=== Text block ===

Columns > Published on August 19th, 2015

6 Women Who Changed the Face of Publishing

Photo by Jill Krementz

You might have read this article recently from the author Catherine Nicols who discovered that interest in her queries to agents increased eight fold when she pretended to be a man instead of a woman. While this is the kind of reflexive male-favouring that we were all promised would become a thing of the past about three decades ago and could well fill you with the kind of rage that makes a person run to the nearest bookshop and set fire to all the books written by men, you should put that box of matches and accelerant back in the drawer (for now) and read on. The publishing industry might still give the impression that the best form of writing implement is a penis dipped in ink, but for centuries the movers and shakers in the world of books have been women. Especially these ones:

Elizabeth Harris Glover – the First American Publisher

Glover travelled from Britain to the New World in 1638, along with her husband, Jose, their children and a printing press. During the voyage Jose died, but undeterred by widowhood, a new country and trying to look after five kids on her own, Elizabeth stuck to the original plan and set up a printing business upon her arrival in Massachusetts.

We don’t know much about Glover but she must have been a powerhouse. The English Colonies were at that point all of two decades old and most of the settlers were fully occupied trying to find enough to eat and running away from bears. You could have forgiven Glover for immediately turning the printing press into firewood and devoting herself to growing food for her family, but she didn’t. Instead she applied for a license to run a business (women needed special permission to enter into commerce back then), found an assistant to help her run the machinery and got started. During Glover’s ownership the company produced 1700 copies of the Bay Psalm Book, the first book to be printed in the English colonies. The press now stands in the Library of Congress and 11 copies of the original psalm book still exist.

Yeah yeah but how did she change the face of publishing?

=== Data lines ===

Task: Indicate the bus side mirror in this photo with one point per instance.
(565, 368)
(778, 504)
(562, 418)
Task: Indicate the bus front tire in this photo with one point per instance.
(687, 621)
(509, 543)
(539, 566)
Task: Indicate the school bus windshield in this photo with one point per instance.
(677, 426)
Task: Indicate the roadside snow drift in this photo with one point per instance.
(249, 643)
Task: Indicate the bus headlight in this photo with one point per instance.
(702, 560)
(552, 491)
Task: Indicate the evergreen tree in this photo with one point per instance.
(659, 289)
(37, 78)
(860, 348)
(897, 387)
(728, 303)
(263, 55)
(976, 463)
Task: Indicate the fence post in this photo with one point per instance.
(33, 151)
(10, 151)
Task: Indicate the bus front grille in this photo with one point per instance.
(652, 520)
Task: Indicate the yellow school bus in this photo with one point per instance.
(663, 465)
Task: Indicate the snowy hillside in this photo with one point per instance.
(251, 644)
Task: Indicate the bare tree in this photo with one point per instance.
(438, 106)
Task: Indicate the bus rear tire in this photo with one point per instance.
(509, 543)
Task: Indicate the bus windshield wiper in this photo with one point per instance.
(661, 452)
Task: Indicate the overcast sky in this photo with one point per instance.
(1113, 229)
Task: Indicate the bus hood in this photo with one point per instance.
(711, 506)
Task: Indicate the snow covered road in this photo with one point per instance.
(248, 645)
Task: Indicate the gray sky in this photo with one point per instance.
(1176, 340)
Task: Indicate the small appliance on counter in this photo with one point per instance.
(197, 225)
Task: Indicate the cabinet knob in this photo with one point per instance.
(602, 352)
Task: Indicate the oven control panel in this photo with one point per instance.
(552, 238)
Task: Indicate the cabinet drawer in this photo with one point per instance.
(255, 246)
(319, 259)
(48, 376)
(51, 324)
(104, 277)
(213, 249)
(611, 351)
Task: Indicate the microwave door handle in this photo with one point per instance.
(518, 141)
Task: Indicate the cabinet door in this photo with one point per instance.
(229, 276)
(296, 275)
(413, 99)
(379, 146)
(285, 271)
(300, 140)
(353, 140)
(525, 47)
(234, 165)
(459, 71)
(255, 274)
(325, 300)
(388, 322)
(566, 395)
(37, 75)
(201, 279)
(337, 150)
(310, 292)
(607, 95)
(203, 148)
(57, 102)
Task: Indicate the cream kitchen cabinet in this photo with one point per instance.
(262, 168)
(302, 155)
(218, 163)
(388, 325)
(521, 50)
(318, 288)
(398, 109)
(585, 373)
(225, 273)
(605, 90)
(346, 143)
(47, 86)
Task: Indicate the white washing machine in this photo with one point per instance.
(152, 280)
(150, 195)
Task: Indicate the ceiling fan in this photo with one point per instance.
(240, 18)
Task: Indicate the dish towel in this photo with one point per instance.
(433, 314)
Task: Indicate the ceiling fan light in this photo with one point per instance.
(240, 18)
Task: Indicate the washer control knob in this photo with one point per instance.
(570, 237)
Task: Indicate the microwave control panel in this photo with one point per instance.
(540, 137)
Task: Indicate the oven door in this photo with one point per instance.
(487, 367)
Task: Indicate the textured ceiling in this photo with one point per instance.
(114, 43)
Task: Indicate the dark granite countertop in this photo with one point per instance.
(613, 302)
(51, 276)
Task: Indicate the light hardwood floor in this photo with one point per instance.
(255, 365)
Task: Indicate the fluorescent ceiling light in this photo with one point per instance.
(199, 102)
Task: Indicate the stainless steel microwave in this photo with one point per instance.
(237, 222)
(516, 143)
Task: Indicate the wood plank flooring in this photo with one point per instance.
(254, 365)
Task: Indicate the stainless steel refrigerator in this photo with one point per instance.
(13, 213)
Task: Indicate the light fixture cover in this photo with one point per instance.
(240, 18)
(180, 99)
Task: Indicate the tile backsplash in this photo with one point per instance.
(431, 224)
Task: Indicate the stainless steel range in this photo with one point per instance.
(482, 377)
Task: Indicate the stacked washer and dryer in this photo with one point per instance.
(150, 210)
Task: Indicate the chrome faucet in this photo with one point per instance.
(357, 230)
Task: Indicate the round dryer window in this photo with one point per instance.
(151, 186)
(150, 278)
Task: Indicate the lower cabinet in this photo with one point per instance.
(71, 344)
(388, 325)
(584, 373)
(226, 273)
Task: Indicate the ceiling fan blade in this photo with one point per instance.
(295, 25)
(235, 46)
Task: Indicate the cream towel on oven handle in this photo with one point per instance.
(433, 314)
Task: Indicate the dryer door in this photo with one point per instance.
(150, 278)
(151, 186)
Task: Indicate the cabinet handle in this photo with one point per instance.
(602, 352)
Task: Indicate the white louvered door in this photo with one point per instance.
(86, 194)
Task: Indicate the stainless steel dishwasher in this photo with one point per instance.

===

● **Task instructions**:
**1.** Reproduce the passage of the article on women in publishing between "Elizabeth Harris Glover" and "arrival in Massachusetts.", inclusive.
**2.** Answer these questions from the article on women in publishing:
(a) By how much did interest in Catherine Nicols's queries to agents increase when she pretended to be a man?
(b) In what year did Glover travel from Britain to the New World?
(c) Where does Glover's printing press now stand?

● **Per-task answers**:
**1.**
Elizabeth Harris Glover – the First American Publisher

Glover travelled from Britain to the New World in 1638, along with her husband, Jose, their children and a printing press. During the voyage Jose died, but undeterred by widowhood, a new country and trying to look after five kids on her own, Elizabeth stuck to the original plan and set up a printing business upon her arrival in Massachusetts.

**2.**
(a) It increased eight fold.
(b) 1638.
(c) In the Library of Congress.